WORK INSTRUCTION A:
In the article about Upstate's Physician Response Team, at about what time did the bus crash into the car and the tractor-trailer?
WORK INSTRUCTION B:
Who are all the physicians named as members of Upstate Squad 1 in the article about Upstate's Physician Response Team?
WORK INSTRUCTION C:
Extend the article about Upstate's Physician Response Team, picking up after its last sentence.

EXCERPTED PASSAGE:
--------

[Skip to Content]

This team of physicians responds to crises outside of the hospital

Meet the Team: Upstate Squad 1, David Landsberg, MD, Christian Knutsen, MD, Derek R. Cooney, MD, Chris Tanski, MD and Jeremy Joslin, MD.

Meet the Team: Upstate Squad 1; David Landsberg, MD; Christian Knutsen, MD; Derek R. Cooney, MD; Chris Tanski, MD and Jeremy Joslin, MD.

Passengers dozed as Wednesday night turned into Thursday on their trip from Toronto to New York City. The Trailways bus moved south through Syracuse on Interstate 81, lit by a full moon. It made it almost to Nedrow.

That‘s where a car was left unattended in the middle of the highway. The driver of a tractor-trailer had stopped to help. The bus slammed into both about 2:30 a.m.

Operators from the Onondaga County 911 Center dispatched crews from 10 ambulances, plus rescuers from eight fire and three police departments. They also activated Upstate‘s Physician Response Team to help care for the victims of the crash.

Members of the special team carry pagers 24 hours a day like volunteer firefighters. They take turns being on call, responding whenever summoned by the Onondaga County 911 Center. It‘s a community service that Upstate provides without charge to individual patients.

While overseeing patient care, the physicians – all of whom are professors at Upstate – provide real-time feedback to paramedics and emergency responders, explains Derek Cooney, MD, the team‘s medical director. He says the team responds to crises both large and small.

--------

SUPPLIED ENTRIES:
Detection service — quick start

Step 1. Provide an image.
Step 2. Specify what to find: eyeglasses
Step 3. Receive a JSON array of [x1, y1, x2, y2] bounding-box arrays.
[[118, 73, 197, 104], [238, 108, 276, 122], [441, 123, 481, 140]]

--------

REPLY A:
About 2:30 a.m.

REPLY B:
David Landsberg, MD; Christian Knutsen, MD; Derek R. Cooney, MD; Chris Tanski, MD; Jeremy Joslin, MD

REPLY C:
Erin Wirths, MD, was on call on the November night of the bus crash. She rushed to the scene in a Ford Expedition equipped with medical gear and medications. Christopher Tanski, MD, and David Landsberg, MD, who specializes in patients requiring intensive care, met her at the scene. Jeremy Joslin, MD, headed to Upstate University Hospital‘s emergency department to coordinate the mass casualty accident. He is the director of the adult emergency department.

Tanski said many of the 52 passengers from the bus were not seriously injured. So when he arrived at the crash site, “the focus turned toward the driver who was pinned in the wreckage and was critically injured.”

Twenty-six people were transported to area hospitals, while rescuers worked for two hours to extricate the driver. One of the physicians rode with him in the ambulance to Upstate, where he was cared for until he was released.

Members of the team staffs the infirmary at the New York State Fair, provides medical oversight for large-scale events throughout Central New York and typically are summoned to incidents involving large numbers of ill or injured people.

Upstate‘s physician responders provide a service residents are glad to have – but hope never to need.